----- Material for the task

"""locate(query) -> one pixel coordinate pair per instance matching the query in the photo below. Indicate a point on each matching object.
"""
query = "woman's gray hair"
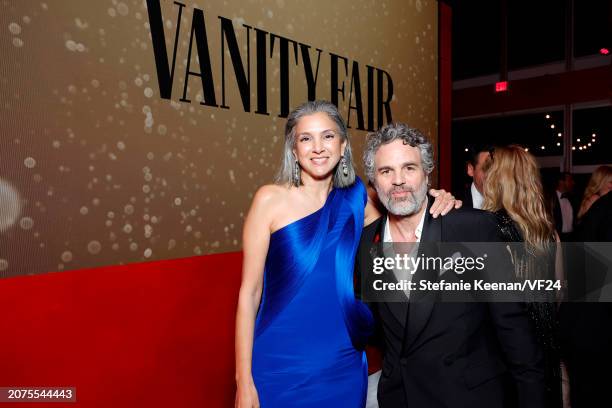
(286, 171)
(390, 133)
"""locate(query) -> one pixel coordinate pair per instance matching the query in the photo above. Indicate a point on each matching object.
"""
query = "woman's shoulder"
(270, 194)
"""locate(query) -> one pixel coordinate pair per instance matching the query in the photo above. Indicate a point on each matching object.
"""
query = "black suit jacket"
(586, 332)
(454, 354)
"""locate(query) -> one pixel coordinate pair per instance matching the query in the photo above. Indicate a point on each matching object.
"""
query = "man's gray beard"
(404, 206)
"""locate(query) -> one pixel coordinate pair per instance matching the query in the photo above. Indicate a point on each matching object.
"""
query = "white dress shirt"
(477, 198)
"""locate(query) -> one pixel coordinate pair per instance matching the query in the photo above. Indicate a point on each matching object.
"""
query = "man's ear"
(470, 170)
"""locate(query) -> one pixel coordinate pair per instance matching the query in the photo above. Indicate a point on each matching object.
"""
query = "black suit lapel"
(421, 303)
(399, 310)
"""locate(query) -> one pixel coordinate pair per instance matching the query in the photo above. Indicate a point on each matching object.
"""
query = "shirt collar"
(417, 232)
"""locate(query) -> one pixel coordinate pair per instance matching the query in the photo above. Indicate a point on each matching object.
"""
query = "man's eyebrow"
(409, 163)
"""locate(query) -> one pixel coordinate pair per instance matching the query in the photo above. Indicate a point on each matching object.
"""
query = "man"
(473, 197)
(441, 354)
(563, 212)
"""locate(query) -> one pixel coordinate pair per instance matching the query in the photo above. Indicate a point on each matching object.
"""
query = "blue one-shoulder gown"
(310, 329)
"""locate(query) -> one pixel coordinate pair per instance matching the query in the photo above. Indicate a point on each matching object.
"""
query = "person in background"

----------

### To do
List every line in the items above that contains the word "black", copying each one in full.

### Answer to this task
query = "black suit jacket"
query = "black suit lapel"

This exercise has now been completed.